Aim of the exercise =
Write out, exactly as they stand, the line containing "[point] every instance of the curb" and all subsequent lines up to and including the final line of the records.

Exercise input =
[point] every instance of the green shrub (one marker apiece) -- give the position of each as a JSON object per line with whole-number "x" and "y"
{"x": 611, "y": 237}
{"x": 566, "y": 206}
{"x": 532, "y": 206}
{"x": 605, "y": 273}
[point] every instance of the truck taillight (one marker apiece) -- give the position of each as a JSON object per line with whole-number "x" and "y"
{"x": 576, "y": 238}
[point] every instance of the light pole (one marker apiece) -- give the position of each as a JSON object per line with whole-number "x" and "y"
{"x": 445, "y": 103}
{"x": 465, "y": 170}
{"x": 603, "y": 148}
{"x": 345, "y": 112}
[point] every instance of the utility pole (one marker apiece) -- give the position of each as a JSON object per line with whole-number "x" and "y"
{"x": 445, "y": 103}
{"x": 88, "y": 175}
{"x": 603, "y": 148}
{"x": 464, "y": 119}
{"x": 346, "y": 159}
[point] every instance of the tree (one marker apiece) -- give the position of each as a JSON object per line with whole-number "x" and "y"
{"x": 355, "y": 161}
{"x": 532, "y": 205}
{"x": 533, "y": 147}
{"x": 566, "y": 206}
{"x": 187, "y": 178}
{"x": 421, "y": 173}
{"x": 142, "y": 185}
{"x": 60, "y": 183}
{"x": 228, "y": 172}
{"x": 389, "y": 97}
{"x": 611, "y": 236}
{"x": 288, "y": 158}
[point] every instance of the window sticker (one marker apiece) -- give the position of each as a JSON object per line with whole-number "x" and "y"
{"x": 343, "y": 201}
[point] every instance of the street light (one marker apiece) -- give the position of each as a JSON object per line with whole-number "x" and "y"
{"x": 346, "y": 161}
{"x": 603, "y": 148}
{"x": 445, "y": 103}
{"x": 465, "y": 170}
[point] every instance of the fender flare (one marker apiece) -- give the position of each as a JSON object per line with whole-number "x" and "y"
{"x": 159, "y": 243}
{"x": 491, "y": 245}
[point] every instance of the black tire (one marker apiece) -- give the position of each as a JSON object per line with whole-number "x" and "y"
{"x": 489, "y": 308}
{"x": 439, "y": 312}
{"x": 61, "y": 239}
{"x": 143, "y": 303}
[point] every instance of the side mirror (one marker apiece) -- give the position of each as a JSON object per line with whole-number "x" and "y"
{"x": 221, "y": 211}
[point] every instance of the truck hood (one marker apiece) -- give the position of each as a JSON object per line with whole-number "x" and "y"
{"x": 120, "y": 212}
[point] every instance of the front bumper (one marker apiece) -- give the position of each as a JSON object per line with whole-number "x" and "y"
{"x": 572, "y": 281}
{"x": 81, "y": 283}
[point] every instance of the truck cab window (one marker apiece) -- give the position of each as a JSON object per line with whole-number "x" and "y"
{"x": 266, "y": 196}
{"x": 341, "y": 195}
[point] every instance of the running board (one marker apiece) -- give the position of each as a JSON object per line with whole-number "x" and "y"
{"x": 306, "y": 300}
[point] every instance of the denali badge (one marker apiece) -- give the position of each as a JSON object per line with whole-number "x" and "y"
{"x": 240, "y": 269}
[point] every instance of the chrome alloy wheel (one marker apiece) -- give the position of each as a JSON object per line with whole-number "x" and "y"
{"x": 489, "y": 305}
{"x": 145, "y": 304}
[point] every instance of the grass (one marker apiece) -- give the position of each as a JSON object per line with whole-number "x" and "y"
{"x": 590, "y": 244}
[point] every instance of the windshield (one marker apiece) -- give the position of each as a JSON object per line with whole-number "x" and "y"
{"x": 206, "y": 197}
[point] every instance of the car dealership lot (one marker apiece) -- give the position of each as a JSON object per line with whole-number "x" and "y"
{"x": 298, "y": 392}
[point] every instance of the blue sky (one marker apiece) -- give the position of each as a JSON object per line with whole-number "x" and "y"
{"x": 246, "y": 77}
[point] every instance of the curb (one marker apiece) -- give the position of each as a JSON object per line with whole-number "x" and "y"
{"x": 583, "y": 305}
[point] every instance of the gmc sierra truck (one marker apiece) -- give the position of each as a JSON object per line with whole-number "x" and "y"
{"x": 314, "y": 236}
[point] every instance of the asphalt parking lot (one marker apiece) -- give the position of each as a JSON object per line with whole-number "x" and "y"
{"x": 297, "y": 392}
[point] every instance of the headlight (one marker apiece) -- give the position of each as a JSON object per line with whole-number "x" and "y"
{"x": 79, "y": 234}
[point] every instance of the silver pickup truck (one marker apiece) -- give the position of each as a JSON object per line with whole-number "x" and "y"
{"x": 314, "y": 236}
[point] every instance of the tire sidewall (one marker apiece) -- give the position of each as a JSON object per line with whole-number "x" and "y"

Output below =
[point] every instance of the curb (one marker apiece) -- give the position of each as a JSON object per line with whole-number "x" and "y"
{"x": 583, "y": 305}
[point] every instance of the gmc sierra truck (one marker apiece) -- give the position of each as a JSON object per line with whole-number "x" and "y"
{"x": 314, "y": 236}
[point] every instance of the asphalt parking lot (one marker apiece) -- give the position of each as a JSON object per line with whole-number "x" and "y"
{"x": 297, "y": 392}
[point] every instance of the headlight (one marker apiece) -- give the position of each as a JSON object per line with whole-number "x" and "y"
{"x": 79, "y": 234}
[point] every instance of the silver pickup truck (one marker apiece) -- give the position of each as a JSON object per line with whole-number "x" and "y"
{"x": 314, "y": 236}
[point] every instance of the tire sidewall (one marker apiece) -- give the position of each as a JSON object per line with whole-number "x" and "y"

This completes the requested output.